§ **Exercise requirements**: Every line of the material below in which "building" shows up is to be located and copied.

** Opening Dataset entries block **

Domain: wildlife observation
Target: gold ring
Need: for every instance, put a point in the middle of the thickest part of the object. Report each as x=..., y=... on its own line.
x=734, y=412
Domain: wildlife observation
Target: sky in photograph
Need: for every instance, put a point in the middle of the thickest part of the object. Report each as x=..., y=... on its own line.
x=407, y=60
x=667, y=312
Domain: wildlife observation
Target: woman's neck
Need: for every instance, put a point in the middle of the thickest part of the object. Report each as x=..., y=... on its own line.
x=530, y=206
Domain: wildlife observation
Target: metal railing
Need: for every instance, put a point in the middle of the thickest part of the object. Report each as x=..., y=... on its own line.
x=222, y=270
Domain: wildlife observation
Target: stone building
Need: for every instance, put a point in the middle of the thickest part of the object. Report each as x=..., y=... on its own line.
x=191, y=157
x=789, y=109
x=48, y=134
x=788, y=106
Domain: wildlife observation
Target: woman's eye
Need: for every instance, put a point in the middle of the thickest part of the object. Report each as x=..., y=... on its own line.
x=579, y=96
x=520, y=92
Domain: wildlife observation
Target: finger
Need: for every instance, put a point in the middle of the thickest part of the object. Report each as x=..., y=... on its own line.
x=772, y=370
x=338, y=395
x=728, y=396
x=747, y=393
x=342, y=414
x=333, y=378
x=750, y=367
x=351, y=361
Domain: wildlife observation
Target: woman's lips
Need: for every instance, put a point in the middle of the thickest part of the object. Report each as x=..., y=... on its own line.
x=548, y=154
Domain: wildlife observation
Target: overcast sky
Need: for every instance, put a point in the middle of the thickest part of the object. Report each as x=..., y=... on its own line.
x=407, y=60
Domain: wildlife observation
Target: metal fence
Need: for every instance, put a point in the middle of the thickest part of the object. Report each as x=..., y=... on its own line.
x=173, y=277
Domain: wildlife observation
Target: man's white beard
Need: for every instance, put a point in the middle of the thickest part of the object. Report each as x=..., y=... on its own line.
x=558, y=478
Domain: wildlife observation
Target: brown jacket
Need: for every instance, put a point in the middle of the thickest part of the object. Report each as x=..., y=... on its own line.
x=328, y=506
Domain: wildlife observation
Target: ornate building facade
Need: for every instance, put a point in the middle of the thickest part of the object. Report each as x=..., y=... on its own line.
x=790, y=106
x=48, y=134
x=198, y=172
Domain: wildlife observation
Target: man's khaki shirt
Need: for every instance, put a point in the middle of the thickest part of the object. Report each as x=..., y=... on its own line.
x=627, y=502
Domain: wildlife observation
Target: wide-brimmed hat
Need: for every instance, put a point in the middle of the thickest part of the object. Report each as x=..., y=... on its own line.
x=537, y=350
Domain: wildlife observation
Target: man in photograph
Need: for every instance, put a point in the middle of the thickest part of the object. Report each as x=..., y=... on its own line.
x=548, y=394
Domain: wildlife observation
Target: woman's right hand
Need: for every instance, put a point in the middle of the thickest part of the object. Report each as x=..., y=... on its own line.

** Closing Dataset entries block **

§ **Written solution**:
Target: stone building
Target: ornate building facade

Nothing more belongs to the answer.